WHAT YOU NEED TO DO -
The expected output is every entry that follows, reproduced exactly.

DATA TO PROCESS -
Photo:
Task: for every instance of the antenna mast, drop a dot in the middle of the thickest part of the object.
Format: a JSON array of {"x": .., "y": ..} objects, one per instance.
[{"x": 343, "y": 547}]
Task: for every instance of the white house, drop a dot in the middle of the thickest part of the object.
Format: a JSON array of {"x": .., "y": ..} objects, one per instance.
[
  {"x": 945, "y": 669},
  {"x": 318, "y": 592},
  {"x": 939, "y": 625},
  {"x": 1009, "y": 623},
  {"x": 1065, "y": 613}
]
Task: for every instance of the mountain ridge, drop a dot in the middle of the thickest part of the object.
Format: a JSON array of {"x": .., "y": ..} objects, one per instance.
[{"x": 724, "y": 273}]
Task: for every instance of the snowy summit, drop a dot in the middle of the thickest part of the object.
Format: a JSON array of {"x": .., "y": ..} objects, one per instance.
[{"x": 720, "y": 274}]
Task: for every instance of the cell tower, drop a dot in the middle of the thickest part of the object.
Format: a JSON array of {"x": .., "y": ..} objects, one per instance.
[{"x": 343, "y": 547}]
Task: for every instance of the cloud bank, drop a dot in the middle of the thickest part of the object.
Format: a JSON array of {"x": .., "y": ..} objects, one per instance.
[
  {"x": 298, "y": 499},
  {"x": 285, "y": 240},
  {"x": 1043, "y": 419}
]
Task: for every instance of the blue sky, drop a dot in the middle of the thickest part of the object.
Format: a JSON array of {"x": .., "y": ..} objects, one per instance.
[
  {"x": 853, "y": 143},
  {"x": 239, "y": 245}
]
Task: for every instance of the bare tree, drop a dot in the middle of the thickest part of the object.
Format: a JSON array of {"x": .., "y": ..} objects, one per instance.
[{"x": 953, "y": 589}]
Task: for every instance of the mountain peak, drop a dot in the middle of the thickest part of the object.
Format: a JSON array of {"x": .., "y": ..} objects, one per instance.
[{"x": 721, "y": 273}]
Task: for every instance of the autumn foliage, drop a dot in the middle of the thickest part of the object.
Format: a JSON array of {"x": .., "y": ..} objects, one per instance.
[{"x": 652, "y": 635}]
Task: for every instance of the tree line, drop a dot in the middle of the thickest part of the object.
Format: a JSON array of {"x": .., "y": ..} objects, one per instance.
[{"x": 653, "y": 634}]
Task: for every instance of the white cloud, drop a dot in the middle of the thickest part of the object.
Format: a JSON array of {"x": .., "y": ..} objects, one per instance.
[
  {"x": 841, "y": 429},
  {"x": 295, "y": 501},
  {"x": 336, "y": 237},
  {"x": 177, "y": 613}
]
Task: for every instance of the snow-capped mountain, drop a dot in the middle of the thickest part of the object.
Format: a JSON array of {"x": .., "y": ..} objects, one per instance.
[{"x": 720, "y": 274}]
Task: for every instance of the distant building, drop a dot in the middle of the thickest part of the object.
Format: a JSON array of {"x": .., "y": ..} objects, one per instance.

COMPLETED EXERCISE -
Photo:
Task: for every instance of the antenna mast, drop a dot in the middle of the thickest part of the object.
Format: a JSON array of {"x": .., "y": ..} objects, one per instance.
[{"x": 343, "y": 547}]
Task: for every instance of the white house, drop a dot in the middle of the thickest part of the object.
Format: a JSON array of {"x": .., "y": ..} objects, one per instance.
[
  {"x": 945, "y": 669},
  {"x": 318, "y": 592},
  {"x": 939, "y": 625},
  {"x": 1009, "y": 623},
  {"x": 1065, "y": 613}
]
Task: for every instance of the mountain ridge, drop a dot in the middle of the thickest part of the object.
Format: a JSON array of {"x": .., "y": ..} objects, one per instance.
[{"x": 724, "y": 273}]
Task: for every instance of the snowy summit, drop a dot in the middle of the thickest part of the object.
Format: a JSON array of {"x": .., "y": ..} objects, one per instance.
[{"x": 720, "y": 274}]
Task: for every instance of the cell tower, drop a dot in the middle of the thickest part of the object.
Format: a JSON array of {"x": .., "y": ..} objects, one per instance.
[{"x": 343, "y": 547}]
Task: for every instance of the cloud bank, drop a dot in the middle of the thickest part of the object.
Format: a JSON array of {"x": .., "y": ..} objects, one per instance.
[
  {"x": 298, "y": 499},
  {"x": 285, "y": 240},
  {"x": 1043, "y": 419}
]
Task: for every instance of the blue sky, drop a dot in the middle of the thickest part of the object.
Format: a JSON array of {"x": .., "y": ..} objects, one per instance.
[
  {"x": 853, "y": 143},
  {"x": 239, "y": 245}
]
Task: for every instance of the bare tree, drop a dot in the middle of the thickest part of the object.
Format: a JSON array of {"x": .., "y": ..} objects, one per instance.
[{"x": 953, "y": 589}]
Task: for every instance of the mountain peak, drop a dot in the middle of the thickest part of the object.
Format: a JSON array of {"x": .., "y": ..} objects, one per instance.
[{"x": 721, "y": 273}]
Task: for every instance of the autumn foliage, drop a dot in the middle of the thickest part of the object.
Format: a JSON array of {"x": .., "y": ..} objects, one per instance.
[{"x": 652, "y": 635}]
Task: for every instance of the tree line, drop a dot in the middle of the thickest part of the object.
Format: a JSON array of {"x": .., "y": ..} objects, one per instance.
[{"x": 653, "y": 634}]
Task: for every instance of the white cloud, drop a dot in the middle of the thickest part of the object.
Format: a JSON array of {"x": .., "y": ..} objects, one per instance.
[
  {"x": 841, "y": 429},
  {"x": 295, "y": 501},
  {"x": 336, "y": 237},
  {"x": 177, "y": 613}
]
Task: for every instance of the snow-capped mountain, drop a dot in the middle of the thickest part of the object.
Format: a JSON array of {"x": .., "y": ..} objects, one per instance.
[{"x": 720, "y": 274}]
Task: for every instance of the distant building, drop a dot in the middle of the thickest part of the object.
Format: a JSON array of {"x": .., "y": ..} objects, one per instance.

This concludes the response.